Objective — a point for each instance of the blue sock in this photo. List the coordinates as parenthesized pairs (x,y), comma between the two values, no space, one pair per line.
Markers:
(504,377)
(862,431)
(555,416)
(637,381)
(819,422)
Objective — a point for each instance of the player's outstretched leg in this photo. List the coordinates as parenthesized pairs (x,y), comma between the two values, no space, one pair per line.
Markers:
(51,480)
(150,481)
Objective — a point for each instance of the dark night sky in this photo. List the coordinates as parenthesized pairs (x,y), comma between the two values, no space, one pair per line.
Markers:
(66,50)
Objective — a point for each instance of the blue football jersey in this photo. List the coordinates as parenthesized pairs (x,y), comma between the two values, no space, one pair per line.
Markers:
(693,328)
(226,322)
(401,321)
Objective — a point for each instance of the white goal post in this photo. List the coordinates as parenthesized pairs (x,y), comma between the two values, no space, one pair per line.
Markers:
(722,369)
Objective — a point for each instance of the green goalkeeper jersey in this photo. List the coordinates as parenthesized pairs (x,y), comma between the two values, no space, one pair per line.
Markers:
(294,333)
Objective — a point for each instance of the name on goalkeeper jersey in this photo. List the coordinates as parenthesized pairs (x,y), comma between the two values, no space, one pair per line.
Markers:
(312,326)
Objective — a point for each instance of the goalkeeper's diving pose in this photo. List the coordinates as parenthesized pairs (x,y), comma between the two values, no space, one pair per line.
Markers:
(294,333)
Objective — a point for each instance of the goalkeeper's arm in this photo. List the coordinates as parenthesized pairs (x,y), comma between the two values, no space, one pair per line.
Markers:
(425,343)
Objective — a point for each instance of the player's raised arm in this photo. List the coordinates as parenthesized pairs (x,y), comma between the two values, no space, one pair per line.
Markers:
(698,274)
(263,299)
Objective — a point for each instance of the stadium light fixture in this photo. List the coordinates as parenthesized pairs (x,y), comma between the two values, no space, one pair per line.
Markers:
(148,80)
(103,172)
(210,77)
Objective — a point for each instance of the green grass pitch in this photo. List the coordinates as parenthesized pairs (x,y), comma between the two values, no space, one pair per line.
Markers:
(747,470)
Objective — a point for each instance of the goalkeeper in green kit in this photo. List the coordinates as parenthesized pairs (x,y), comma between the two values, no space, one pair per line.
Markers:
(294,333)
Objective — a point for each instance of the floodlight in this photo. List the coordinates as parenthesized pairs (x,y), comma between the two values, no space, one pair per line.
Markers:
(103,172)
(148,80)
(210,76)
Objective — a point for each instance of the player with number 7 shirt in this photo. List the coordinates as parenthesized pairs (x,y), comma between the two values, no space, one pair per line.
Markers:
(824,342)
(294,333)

Aim:
Revise the records above by replacing every "Markers" with "Points", and leave everything else unchanged.

Solution:
Objective — a point for each instance of the blue sock in this photo. List the coordinates as parenthesized pairs (x,y), comma between the two values, no space, one pair per line.
Points:
(504,377)
(862,431)
(555,416)
(637,381)
(819,422)
Objective — a point for each instance of the player's outstretched leg in this photo. List the coordinates as parenthesized pairs (x,y), comma between the two values, no space, one pair per line.
Points:
(51,480)
(150,481)
Objective — a point for each instance of the dark night sky in this photo. List the coordinates as parenthesized pairs (x,y), comma between the two values, no space, one pair per line.
Points:
(66,50)
Objective — a point for each instance of the blue football jersey in this photo. List the coordinates as parenthesized pairs (x,y), comma between the two values, no space, one pair per line.
Points:
(693,328)
(226,322)
(401,321)
Objective — a point for each instance of the white goal post in this photo. List the coordinates as parenthesized pairs (x,y), comma between the two values, no space, one pair per line.
Points:
(722,369)
Objective — a point for each instance of the green goalkeeper jersey in this photo. List the coordinates as parenthesized pairs (x,y), comma between the two values, no space, one pair per line.
Points:
(294,333)
Objective — a point for each instance of the name on goalkeeper jersey in this photo. List the coordinates as parenthesized pairs (x,y), comma between the two values, no space, one pair per line.
Points:
(312,326)
Objective — a point for each instance of the goalkeeper's diving pose in this photo. List the coordinates as parenthesized pairs (x,y), comma between the two values, no space, one pair per line.
Points:
(294,333)
Objective — a point for each instance of the goalkeeper's arm in this photo. List the coordinates as parenthesized pairs (x,y), comma between the two values, no space, one pair per line.
Points:
(425,343)
Objective — a point for each instance of the player's raised arm in this photo. List the coordinates as parenthesized pairs (x,y), comma between the two values, no space, one pair per line.
Points:
(698,274)
(263,299)
Objective — a point for each instance of the stadium light fixture in this photo. List the coordinates as parenthesized pairs (x,y), comma between the two values, no space, one pair per line.
Points:
(148,80)
(103,172)
(210,77)
Objective — a point for each instance of the green grass pitch in this photo. List the coordinates as parenthesized pairs (x,y), comma between the two values, no space, one pair per line.
Points:
(747,470)
Objective — a point for each instance of the goalkeeper in green kit in this photo. List the coordinates as parenthesized pairs (x,y), comma between the two values, no space, one pair per line.
Points:
(294,333)
Objective — a point for each instance of the floodlight in this photo. List the coordinates as parenthesized pairs (x,y), comma between the two values, no space, one pair per line.
Points:
(103,172)
(148,80)
(210,76)
Objective — a point for each instance of the player with number 7 shirt in this photo. List the coordinates as parenthesized pairs (x,y), comma between the two values, no space, one pair per line.
Points:
(824,342)
(294,333)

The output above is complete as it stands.